-- Supplied data --
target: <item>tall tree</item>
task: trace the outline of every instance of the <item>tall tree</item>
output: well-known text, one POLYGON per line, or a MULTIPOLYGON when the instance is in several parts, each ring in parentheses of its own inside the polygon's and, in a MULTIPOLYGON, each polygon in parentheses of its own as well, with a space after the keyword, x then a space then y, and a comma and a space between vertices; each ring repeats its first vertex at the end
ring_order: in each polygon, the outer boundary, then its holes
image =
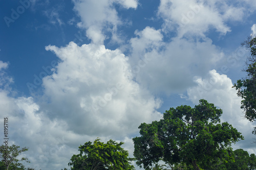
POLYGON ((104 143, 98 138, 93 143, 87 142, 79 147, 80 154, 72 156, 69 165, 74 170, 135 169, 130 162, 134 159, 121 147, 123 143, 112 140, 104 143))
MULTIPOLYGON (((238 95, 242 97, 241 108, 244 110, 245 117, 253 122, 256 120, 256 38, 250 37, 242 45, 250 51, 246 68, 243 70, 247 75, 238 80, 233 87, 238 90, 238 95)), ((252 133, 256 134, 255 128, 252 133)))
POLYGON ((0 156, 2 158, 3 161, 5 162, 6 169, 14 169, 15 167, 17 169, 24 169, 24 165, 20 163, 20 161, 24 161, 29 162, 27 158, 22 158, 18 159, 17 157, 22 152, 28 150, 28 148, 25 147, 21 149, 20 147, 13 144, 8 147, 4 145, 0 146, 0 156))
POLYGON ((160 121, 141 124, 141 136, 133 139, 136 163, 148 169, 162 160, 169 164, 183 162, 200 169, 201 164, 223 155, 232 143, 243 139, 231 125, 220 123, 222 114, 221 109, 201 100, 194 108, 171 108, 160 121))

-- Description of the task --
Reproduce the material above character for character, leaving the picture out.

-- Full solution --
target: <item>tall tree</item>
task: trace the outline of every instance of the <item>tall tree</item>
output: well-known text, one POLYGON per line, or a MULTIPOLYGON when the instance is in several parts, each ring in parentheses of its own inside the polygon's and, in a MULTIPOLYGON, each polygon in parentheses of its own as well, with a space after the keyword, x then a space then y, and a comma and a space between vertices; each ring repeats its first vertex at the end
ring_order: in each polygon, the outer boundary, then its holes
image =
POLYGON ((104 143, 98 138, 93 143, 87 142, 79 147, 80 154, 72 156, 69 165, 74 170, 135 169, 130 162, 134 159, 121 147, 123 143, 112 140, 104 143))
MULTIPOLYGON (((238 95, 242 97, 241 108, 244 110, 245 117, 253 122, 256 120, 256 38, 250 37, 242 45, 250 51, 246 68, 243 70, 247 75, 238 80, 233 87, 238 90, 238 95)), ((252 133, 256 134, 255 128, 252 133)))
POLYGON ((0 156, 2 158, 3 161, 5 162, 6 169, 14 169, 15 167, 17 169, 24 169, 24 165, 20 163, 20 161, 24 161, 29 162, 27 158, 22 158, 18 159, 17 157, 22 152, 28 150, 28 148, 25 147, 21 149, 20 147, 13 144, 8 147, 4 145, 0 146, 0 156))
POLYGON ((160 121, 141 124, 141 136, 133 139, 136 163, 148 169, 162 160, 169 164, 183 162, 200 169, 201 164, 223 155, 232 143, 243 139, 231 125, 220 123, 222 114, 221 109, 201 100, 194 108, 171 108, 160 121))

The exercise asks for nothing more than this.